#### Extract provided
=== Section Start ===

But that's why they use art to help these children "say" or communicate in some way - what happened. By art, or role playing with dolls.....it's giving them another language that is more closely like what is in their heads. The body memory is also very powerful and is just right there to be triggered at anytime. It's very crucial that she not alienate herself from her own body at this time and there is a good chance she's already doing that. Making her body...the bad thing......instead of the person that did it to her...

She needs consistency in her life really bad. Very important. She needs to know where her boundaries are at all times and that they don't move, so she feels safe. Set times for everything, things in order but not in a compulsive way, just order, things done in such a way that she isn't stressing out wondering what is "going to change TODAY?" She doesn't need THAT in her life at all.

Tell me some more about her, what's she like? What does she like to do? Is she a strong-willed child or a quiet child? Does she still have urinary or kidney problems? Has she been given a full medical exam included bloodwork that has checked for STD's? Very important if it hasn't been done.

=== Section End ===

#### Extracted material
=== Section Start ===

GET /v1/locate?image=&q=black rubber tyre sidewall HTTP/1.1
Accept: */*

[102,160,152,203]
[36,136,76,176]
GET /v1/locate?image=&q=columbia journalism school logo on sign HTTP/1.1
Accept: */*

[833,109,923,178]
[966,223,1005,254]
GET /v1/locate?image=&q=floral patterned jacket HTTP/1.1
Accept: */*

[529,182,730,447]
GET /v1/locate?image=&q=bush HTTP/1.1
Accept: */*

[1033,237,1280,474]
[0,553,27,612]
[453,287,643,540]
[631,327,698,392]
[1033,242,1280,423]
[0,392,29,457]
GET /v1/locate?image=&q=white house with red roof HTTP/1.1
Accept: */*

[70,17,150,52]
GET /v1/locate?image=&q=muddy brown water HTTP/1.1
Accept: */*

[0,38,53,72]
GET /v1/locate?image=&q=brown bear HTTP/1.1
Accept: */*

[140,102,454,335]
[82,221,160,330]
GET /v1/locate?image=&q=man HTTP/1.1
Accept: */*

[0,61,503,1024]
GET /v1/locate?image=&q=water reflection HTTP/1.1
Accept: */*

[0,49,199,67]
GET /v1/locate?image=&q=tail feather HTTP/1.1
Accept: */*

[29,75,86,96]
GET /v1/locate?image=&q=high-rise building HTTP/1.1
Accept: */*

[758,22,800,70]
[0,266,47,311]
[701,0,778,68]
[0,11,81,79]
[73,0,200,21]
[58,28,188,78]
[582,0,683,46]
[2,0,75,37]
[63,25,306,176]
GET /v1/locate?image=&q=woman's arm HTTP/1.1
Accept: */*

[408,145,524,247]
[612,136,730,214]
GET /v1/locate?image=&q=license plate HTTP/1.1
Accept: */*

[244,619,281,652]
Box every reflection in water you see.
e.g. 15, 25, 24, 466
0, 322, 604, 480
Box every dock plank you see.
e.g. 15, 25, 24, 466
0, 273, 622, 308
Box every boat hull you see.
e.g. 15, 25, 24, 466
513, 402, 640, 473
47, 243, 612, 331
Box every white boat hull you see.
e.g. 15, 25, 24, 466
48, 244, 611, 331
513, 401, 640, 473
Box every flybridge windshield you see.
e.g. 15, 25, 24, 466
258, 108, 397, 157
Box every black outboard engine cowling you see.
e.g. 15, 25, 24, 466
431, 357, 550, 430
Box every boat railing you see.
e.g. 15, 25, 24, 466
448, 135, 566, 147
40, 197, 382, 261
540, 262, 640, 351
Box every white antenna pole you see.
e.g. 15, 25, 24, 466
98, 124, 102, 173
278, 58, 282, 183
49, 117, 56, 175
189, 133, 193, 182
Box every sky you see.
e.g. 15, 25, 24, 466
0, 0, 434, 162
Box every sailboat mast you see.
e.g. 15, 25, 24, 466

=== Section End ===

#### Task requirements
1. In the passage about the child, besides art, what method is named for helping children communicate what happened?
2. Say whether each statement agrees with the passage about the child: (a) The child needs consistency in her life. (b) Her daily order should be kept in a compulsive way. (c) Body memory is described as weak.
3. Carry the passage about the child forward, starting after its final sentence.

#### Answers to this exercise
1. Role playing with dolls.

2.
(a) Yes: "She needs consistency in her life really bad."
(b) No: "things in order but not in a compulsive way"
(c) No: "The body memory is also very powerful"

3.
I realize she will have to see the judge so that he can determine if she's believable or not or whatever but first she needs to be seen by a therapist who hopefully can work with her also. I'd just really guard her as far as alot of people trying to talk with her about this. It will just confuse her. I just hope this judge knows "how" to talk to a little child like this and really make her feel comfortable. This will be very hard for her. Maybe he will just "talk" to her in general and just a feel for how well she communicates.

You should know right off the bat that things could be very difficult here..... You may get her away from him and you may not. The courts are funny and lawyers are devils when it comes to this. Since you don't have witnesses and no physical proof that is strong, your best bet is to find a really good therapist that is well respected and get her in therapy. That way, she will be called on as a witness and that will be a very good thing. They will still attack her but much more information is out there these days, so it's not as easy as it used to be to discredit people.

Also look up The Sharon Karney story on the web and see what you find. She had a story alot like this herself. She's a lawyer now in California, helping abuse victims. She may actually be working more on the law end of it, trying to get the laws changed but her story is a very important one. I think you can still order her movie. It comes on T.V. from time to time and is excellent. She didn't know she had been abused until she was working on a case with a little girl like your granddaughter and her own abuse came up during the trial. Pretty wild story. But it just portrayed what goes on within the family in a way that I had never seen done in a film before.